§ Written problem
Turn the lines below into a numbered list, beginning with the first line and stopping after the one that contains "top-left (21, 29), bottom-right (865, 317)". Leave out any blank lines.

§ Source material
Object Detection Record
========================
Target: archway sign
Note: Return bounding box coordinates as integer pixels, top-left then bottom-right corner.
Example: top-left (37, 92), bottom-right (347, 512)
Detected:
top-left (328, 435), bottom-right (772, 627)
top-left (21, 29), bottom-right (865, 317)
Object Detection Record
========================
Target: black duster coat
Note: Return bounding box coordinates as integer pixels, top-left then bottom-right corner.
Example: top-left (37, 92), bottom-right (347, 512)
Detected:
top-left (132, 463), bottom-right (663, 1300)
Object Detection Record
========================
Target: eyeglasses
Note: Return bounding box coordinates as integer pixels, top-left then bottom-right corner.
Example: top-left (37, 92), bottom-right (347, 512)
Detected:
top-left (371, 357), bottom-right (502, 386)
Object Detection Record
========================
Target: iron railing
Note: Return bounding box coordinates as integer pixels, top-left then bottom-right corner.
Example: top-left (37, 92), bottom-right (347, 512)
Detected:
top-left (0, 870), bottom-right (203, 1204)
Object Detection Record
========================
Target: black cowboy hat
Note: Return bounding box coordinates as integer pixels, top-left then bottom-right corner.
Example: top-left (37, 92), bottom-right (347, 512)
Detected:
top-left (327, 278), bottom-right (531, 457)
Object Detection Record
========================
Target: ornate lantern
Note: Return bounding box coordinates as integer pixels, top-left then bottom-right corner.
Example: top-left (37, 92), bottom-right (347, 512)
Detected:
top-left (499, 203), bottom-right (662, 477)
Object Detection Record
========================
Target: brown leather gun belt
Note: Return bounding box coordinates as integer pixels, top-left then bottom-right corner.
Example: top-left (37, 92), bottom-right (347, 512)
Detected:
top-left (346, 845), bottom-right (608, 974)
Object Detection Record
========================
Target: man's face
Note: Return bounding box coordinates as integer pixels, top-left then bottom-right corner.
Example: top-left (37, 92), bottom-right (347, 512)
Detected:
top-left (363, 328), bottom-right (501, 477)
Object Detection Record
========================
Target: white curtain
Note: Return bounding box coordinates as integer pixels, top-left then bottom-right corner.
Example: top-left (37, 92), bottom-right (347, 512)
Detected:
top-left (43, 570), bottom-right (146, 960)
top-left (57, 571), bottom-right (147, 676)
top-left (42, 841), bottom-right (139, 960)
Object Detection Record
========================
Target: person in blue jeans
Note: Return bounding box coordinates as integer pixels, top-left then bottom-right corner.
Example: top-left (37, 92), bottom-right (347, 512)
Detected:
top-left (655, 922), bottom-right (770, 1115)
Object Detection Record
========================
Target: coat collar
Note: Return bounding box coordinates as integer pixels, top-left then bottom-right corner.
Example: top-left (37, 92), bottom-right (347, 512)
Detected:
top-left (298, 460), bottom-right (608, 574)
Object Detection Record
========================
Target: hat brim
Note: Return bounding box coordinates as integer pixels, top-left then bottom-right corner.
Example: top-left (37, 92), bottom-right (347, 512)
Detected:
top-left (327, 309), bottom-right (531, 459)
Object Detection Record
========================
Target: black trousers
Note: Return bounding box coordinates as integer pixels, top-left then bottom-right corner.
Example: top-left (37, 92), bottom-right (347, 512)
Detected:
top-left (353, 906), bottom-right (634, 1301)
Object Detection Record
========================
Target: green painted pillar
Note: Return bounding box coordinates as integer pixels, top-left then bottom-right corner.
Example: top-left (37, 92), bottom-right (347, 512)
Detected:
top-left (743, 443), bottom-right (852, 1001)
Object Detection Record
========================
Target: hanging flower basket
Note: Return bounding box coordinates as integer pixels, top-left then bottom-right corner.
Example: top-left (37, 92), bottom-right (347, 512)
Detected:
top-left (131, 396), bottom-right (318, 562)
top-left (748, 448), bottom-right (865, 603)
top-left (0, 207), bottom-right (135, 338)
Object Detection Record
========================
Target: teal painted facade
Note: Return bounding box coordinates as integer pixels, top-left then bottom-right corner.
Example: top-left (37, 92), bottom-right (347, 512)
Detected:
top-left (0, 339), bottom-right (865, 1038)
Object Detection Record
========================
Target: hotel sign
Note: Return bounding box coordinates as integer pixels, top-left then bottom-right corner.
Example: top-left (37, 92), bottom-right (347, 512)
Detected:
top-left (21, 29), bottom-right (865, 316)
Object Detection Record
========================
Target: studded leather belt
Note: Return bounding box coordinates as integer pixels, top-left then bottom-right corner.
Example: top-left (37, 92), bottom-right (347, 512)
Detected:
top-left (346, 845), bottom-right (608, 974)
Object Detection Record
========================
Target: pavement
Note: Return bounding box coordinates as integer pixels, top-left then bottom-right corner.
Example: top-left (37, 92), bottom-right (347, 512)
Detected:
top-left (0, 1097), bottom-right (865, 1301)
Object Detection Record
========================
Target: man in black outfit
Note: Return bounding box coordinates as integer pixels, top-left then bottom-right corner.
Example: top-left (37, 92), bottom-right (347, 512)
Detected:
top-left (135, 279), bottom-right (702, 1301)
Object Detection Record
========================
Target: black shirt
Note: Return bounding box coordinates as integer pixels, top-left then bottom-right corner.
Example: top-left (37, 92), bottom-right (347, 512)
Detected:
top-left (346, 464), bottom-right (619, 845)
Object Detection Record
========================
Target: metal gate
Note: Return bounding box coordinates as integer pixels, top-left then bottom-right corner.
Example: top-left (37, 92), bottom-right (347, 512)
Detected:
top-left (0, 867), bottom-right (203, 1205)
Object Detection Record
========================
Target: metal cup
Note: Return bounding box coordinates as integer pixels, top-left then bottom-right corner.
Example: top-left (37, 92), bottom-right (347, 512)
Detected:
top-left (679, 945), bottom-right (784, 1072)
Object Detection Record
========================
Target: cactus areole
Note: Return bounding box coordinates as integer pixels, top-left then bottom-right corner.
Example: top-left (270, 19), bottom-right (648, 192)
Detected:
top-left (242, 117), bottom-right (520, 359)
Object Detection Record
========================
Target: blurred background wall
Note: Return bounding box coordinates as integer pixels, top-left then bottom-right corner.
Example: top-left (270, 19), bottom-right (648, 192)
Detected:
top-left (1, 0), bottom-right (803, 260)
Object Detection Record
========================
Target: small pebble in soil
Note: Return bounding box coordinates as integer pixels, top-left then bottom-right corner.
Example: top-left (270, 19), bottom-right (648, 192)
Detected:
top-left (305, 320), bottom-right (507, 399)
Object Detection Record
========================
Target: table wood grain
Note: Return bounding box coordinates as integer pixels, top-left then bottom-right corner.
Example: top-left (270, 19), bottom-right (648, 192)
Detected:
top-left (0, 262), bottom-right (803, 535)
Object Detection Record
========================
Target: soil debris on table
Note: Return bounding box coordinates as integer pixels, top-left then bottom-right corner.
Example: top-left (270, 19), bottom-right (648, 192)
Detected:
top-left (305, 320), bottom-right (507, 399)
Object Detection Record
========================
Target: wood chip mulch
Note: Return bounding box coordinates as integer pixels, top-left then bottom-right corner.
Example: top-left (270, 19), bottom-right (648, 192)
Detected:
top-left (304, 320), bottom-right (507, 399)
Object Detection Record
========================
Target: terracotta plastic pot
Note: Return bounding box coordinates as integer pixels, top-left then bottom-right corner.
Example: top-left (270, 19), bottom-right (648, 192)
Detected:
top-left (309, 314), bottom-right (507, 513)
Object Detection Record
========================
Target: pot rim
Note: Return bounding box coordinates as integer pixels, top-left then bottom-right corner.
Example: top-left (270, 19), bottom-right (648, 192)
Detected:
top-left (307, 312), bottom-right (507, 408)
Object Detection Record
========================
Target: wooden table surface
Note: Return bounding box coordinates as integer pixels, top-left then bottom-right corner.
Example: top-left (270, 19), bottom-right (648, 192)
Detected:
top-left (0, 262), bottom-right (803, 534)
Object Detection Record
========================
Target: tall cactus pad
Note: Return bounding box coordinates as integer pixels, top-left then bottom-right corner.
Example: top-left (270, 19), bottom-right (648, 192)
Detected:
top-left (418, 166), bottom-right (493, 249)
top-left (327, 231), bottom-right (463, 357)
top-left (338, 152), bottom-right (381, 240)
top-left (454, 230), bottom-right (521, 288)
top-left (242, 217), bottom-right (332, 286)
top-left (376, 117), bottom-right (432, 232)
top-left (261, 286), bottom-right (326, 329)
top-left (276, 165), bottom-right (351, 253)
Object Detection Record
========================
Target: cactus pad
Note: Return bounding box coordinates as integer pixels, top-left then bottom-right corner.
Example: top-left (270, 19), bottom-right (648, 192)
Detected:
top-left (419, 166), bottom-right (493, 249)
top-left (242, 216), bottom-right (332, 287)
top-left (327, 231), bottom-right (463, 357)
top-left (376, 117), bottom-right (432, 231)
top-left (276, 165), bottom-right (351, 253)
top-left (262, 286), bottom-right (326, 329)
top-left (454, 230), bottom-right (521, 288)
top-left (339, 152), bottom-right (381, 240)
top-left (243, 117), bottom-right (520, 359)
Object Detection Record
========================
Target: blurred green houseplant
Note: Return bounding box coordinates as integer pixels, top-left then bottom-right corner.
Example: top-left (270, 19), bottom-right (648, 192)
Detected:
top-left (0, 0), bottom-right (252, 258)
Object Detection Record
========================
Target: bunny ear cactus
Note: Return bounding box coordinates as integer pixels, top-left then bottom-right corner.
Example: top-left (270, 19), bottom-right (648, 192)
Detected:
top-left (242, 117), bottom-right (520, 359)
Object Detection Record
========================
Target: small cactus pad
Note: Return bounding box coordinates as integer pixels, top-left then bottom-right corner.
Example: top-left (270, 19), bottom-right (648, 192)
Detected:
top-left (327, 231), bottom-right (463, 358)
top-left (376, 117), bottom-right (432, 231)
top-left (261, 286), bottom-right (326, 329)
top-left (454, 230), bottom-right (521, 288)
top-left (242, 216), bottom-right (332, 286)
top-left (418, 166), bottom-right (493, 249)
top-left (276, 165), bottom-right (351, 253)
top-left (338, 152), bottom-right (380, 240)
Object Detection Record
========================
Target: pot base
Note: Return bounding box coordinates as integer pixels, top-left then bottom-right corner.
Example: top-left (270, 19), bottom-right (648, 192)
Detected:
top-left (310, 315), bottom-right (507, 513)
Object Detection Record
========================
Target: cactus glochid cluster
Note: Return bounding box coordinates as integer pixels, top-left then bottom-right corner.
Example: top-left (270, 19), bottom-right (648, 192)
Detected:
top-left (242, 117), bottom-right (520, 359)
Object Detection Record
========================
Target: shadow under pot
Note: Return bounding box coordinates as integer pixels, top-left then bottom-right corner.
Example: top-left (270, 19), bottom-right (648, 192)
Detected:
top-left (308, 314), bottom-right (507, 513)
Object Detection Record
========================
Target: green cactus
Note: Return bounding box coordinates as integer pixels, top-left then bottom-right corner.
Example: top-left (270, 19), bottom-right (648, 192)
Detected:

§ Full solution
1. Object Detection Record
2. ========================
3. Target: archway sign
4. Note: Return bounding box coordinates as integer pixels, top-left then bottom-right corner.
5. Example: top-left (37, 92), bottom-right (347, 512)
6. Detected:
7. top-left (328, 435), bottom-right (772, 627)
8. top-left (21, 29), bottom-right (865, 317)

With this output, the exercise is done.